---- Data lines
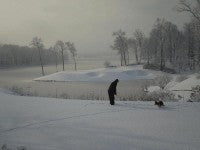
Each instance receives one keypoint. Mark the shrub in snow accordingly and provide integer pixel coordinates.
(4, 147)
(181, 78)
(198, 76)
(64, 96)
(195, 95)
(151, 66)
(20, 91)
(163, 80)
(155, 96)
(107, 64)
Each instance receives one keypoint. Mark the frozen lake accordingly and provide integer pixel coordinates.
(23, 78)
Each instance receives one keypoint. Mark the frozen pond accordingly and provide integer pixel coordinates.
(22, 79)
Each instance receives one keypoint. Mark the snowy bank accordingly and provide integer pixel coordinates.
(52, 124)
(100, 75)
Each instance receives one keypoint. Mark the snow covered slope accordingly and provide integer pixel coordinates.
(184, 88)
(54, 124)
(103, 74)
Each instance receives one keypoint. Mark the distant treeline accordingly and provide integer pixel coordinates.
(37, 54)
(15, 55)
(166, 46)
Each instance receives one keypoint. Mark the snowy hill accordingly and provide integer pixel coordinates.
(52, 124)
(184, 88)
(102, 74)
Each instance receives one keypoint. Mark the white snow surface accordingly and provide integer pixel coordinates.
(55, 124)
(102, 74)
(183, 88)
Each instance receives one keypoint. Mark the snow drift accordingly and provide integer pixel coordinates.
(52, 124)
(98, 75)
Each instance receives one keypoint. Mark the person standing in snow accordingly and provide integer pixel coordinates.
(112, 91)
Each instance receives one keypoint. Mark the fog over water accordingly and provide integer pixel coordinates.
(88, 23)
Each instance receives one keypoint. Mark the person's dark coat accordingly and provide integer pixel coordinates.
(112, 91)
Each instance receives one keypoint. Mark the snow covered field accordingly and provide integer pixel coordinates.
(102, 74)
(52, 124)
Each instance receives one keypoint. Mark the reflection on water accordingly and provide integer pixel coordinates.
(23, 78)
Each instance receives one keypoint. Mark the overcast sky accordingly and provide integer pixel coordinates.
(87, 23)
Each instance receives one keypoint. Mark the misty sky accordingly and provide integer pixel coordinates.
(87, 23)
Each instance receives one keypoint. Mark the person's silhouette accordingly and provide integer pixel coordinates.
(112, 91)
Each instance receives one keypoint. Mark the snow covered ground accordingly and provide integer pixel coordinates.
(102, 74)
(55, 124)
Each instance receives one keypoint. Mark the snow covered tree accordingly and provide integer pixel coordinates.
(73, 51)
(192, 8)
(60, 46)
(37, 44)
(121, 45)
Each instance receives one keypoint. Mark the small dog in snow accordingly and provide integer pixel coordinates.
(159, 103)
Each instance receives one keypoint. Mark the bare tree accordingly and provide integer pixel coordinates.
(193, 9)
(37, 44)
(73, 52)
(121, 45)
(60, 46)
(55, 52)
(139, 39)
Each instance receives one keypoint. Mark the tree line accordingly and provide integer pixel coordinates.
(166, 46)
(37, 54)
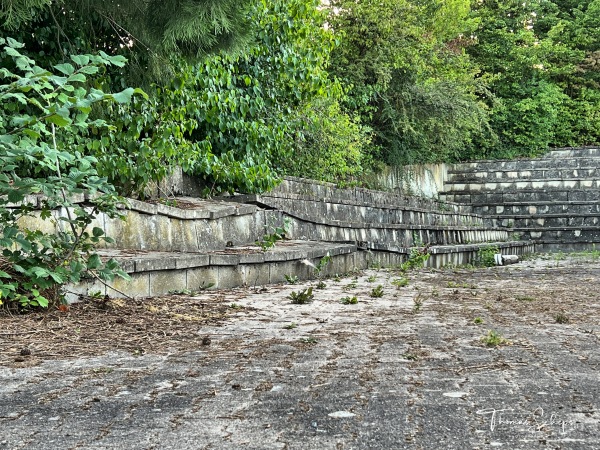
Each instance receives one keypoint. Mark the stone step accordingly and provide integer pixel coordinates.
(351, 214)
(560, 234)
(539, 208)
(516, 165)
(521, 184)
(302, 189)
(393, 237)
(480, 176)
(546, 221)
(574, 152)
(185, 225)
(159, 273)
(523, 196)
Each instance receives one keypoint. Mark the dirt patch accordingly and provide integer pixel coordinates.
(94, 327)
(540, 292)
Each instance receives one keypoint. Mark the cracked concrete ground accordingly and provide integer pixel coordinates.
(416, 368)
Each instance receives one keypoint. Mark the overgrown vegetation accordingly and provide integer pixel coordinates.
(302, 297)
(486, 256)
(241, 93)
(41, 177)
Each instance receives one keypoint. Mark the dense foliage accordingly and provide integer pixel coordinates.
(40, 176)
(540, 61)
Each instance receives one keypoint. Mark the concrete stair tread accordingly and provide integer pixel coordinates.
(144, 261)
(190, 208)
(409, 205)
(538, 203)
(542, 215)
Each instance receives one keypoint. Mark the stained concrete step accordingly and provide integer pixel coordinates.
(538, 208)
(303, 189)
(481, 176)
(521, 184)
(525, 195)
(557, 162)
(352, 214)
(558, 235)
(579, 152)
(159, 273)
(545, 221)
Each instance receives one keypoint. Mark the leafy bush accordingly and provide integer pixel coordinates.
(38, 110)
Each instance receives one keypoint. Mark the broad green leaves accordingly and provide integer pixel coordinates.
(40, 112)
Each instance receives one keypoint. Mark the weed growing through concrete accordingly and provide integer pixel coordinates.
(561, 318)
(525, 298)
(416, 259)
(418, 303)
(273, 235)
(323, 262)
(400, 282)
(351, 285)
(454, 284)
(291, 279)
(486, 256)
(377, 292)
(302, 297)
(493, 339)
(349, 300)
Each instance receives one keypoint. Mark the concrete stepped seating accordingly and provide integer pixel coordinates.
--------
Recast every line of the entries above as a Markdown table with the columns Row and Line, numbering each row and leaving out blank lines and pictures.

| Row | Line |
|---|---|
| 1 | Each instance receives one keypoint. Mark the shrub in snow accordingly and provide integer pixel coordinates. |
| 2 | (4, 147) |
| 3 | (181, 78) |
| 4 | (198, 76) |
| 5 | (64, 96) |
| 6 | (195, 95) |
| 7 | (151, 66) |
| 8 | (20, 91) |
| 9 | (163, 80) |
| 10 | (155, 96) |
| 11 | (107, 64) |
| 12 | Each instance receives one keypoint. Mark the frozen lake accordingly and provide integer pixel coordinates. |
| 13 | (23, 78) |
| 14 | Each instance receives one keypoint. Mark the frozen pond accordingly and provide integer pixel coordinates. |
| 15 | (22, 79) |
| 16 | Each instance receives one keypoint. Mark the snowy bank accordingly and provide integer pixel coordinates. |
| 17 | (52, 124) |
| 18 | (100, 75) |
| 19 | Each instance receives one keypoint. Mark the snow covered slope accordingly and provide integer pixel coordinates. |
| 20 | (184, 88) |
| 21 | (54, 124) |
| 22 | (103, 74) |
| 23 | Each instance receives one keypoint. Mark the distant treeline accordingly and provide integer pixel coordinates. |
| 24 | (37, 54) |
| 25 | (15, 55) |
| 26 | (166, 46) |
| 27 | Each instance receives one keypoint. Mark the snowy hill accordingly and provide integer pixel coordinates. |
| 28 | (52, 124) |
| 29 | (184, 88) |
| 30 | (102, 74) |
| 31 | Each instance receives one keypoint. Mark the white snow surface accordingly and provide integer pixel coordinates. |
| 32 | (55, 124) |
| 33 | (102, 74) |
| 34 | (183, 88) |
| 35 | Each instance receives one keypoint. Mark the snow drift accordingly and provide integer pixel coordinates. |
| 36 | (52, 124) |
| 37 | (98, 75) |
| 38 | Each instance receives one keypoint. Mark the person standing in snow accordingly and provide integer pixel coordinates. |
| 39 | (112, 91) |
| 40 | Each instance receives one keypoint. Mark the fog over water accordingly and provide integer pixel coordinates. |
| 41 | (88, 23) |
| 42 | Each instance receives one keypoint. Mark the person's dark coat accordingly and provide integer pixel coordinates. |
| 43 | (112, 91) |
| 44 | Each instance receives one keypoint. Mark the snow covered field accordingly and provide integer pixel coordinates. |
| 45 | (102, 74) |
| 46 | (52, 124) |
| 47 | Each instance receives one keypoint. Mark the reflection on water accordingly and provide integer pixel coordinates. |
| 48 | (23, 78) |
| 49 | Each instance receives one keypoint. Mark the overcast sky accordingly and provide integer pixel coordinates. |
| 50 | (87, 23) |
| 51 | Each instance receives one keypoint. Mark the misty sky accordingly and provide integer pixel coordinates. |
| 52 | (87, 23) |
| 53 | Each instance receives one keypoint. Mark the person's silhouette accordingly and provide integer pixel coordinates. |
| 54 | (112, 91) |
| 55 | Each instance receives one keypoint. Mark the snow covered ground accordingly and provide integer pixel coordinates. |
| 56 | (102, 74) |
| 57 | (55, 124) |
| 58 | Each instance receives one keypoint. Mark the snow covered tree accordingly and provide integer pixel coordinates. |
| 59 | (73, 51) |
| 60 | (192, 8) |
| 61 | (60, 46) |
| 62 | (37, 44) |
| 63 | (121, 45) |
| 64 | Each instance receives one keypoint. Mark the small dog in snow accordingly and provide integer pixel coordinates. |
| 65 | (159, 103) |
| 66 | Each instance receives one keypoint. Mark the bare tree accordingly and provide integer pixel coordinates. |
| 67 | (193, 9) |
| 68 | (37, 44) |
| 69 | (73, 52) |
| 70 | (121, 45) |
| 71 | (60, 46) |
| 72 | (55, 52) |
| 73 | (139, 39) |
| 74 | Each instance receives one keypoint. Mark the tree line accordingly and provide integer pixel coordinates. |
| 75 | (166, 46) |
| 76 | (37, 54) |
| 77 | Each instance receives one keypoint. Mark the stone step accordingly and provide integer pixel coordinates. |
| 78 | (351, 214) |
| 79 | (560, 234) |
| 80 | (539, 208) |
| 81 | (516, 165) |
| 82 | (521, 184) |
| 83 | (302, 189) |
| 84 | (393, 237) |
| 85 | (480, 176) |
| 86 | (546, 221) |
| 87 | (574, 152) |
| 88 | (185, 225) |
| 89 | (159, 273) |
| 90 | (523, 196) |
| 91 | Each instance receives one keypoint. Mark the dirt patch accordingly and provide integer pixel coordinates. |
| 92 | (94, 327) |
| 93 | (540, 292) |
| 94 | Each instance receives one keypoint. Mark the cracked concrete ground accordingly and provide integer pixel coordinates. |
| 95 | (416, 368) |
| 96 | Each instance receives one keypoint. Mark the overgrown vegetation accordingly and provide integer pixel coordinates. |
| 97 | (302, 297) |
| 98 | (486, 256) |
| 99 | (241, 93) |
| 100 | (41, 177) |
| 101 | Each instance receives one keypoint. Mark the dense foliage accordingly and provide integer pixel coordinates. |
| 102 | (40, 176) |
| 103 | (540, 61) |
| 104 | Each instance receives one keypoint. Mark the concrete stair tread accordingly and provide integer pixel coordinates. |
| 105 | (144, 261) |
| 106 | (190, 208) |
| 107 | (409, 205) |
| 108 | (538, 203) |
| 109 | (542, 215) |
| 110 | Each instance receives one keypoint. Mark the stained concrete step accordingly and provide integer pixel coordinates. |
| 111 | (538, 208) |
| 112 | (303, 189) |
| 113 | (481, 176) |
| 114 | (521, 184) |
| 115 | (525, 195) |
| 116 | (557, 162) |
| 117 | (352, 214) |
| 118 | (558, 235) |
| 119 | (579, 152) |
| 120 | (159, 273) |
| 121 | (545, 221) |
| 122 | Each instance receives one keypoint. Mark the leafy bush accordingly and provide integer pixel coordinates. |
| 123 | (38, 110) |
| 124 | Each instance receives one keypoint. Mark the broad green leaves accordingly and provide integer pixel coordinates. |
| 125 | (40, 112) |
| 126 | Each instance receives one keypoint. Mark the weed growing through concrete accordingly and provide integer pixel coordinates. |
| 127 | (561, 318) |
| 128 | (525, 298) |
| 129 | (416, 259) |
| 130 | (418, 303) |
| 131 | (273, 235) |
| 132 | (323, 262) |
| 133 | (400, 282) |
| 134 | (351, 285) |
| 135 | (454, 284) |
| 136 | (291, 279) |
| 137 | (486, 256) |
| 138 | (377, 292) |
| 139 | (302, 297) |
| 140 | (493, 339) |
| 141 | (349, 300) |
| 142 | Each instance receives one keypoint. Mark the concrete stepped seating accordingly and provide integer pixel coordinates. |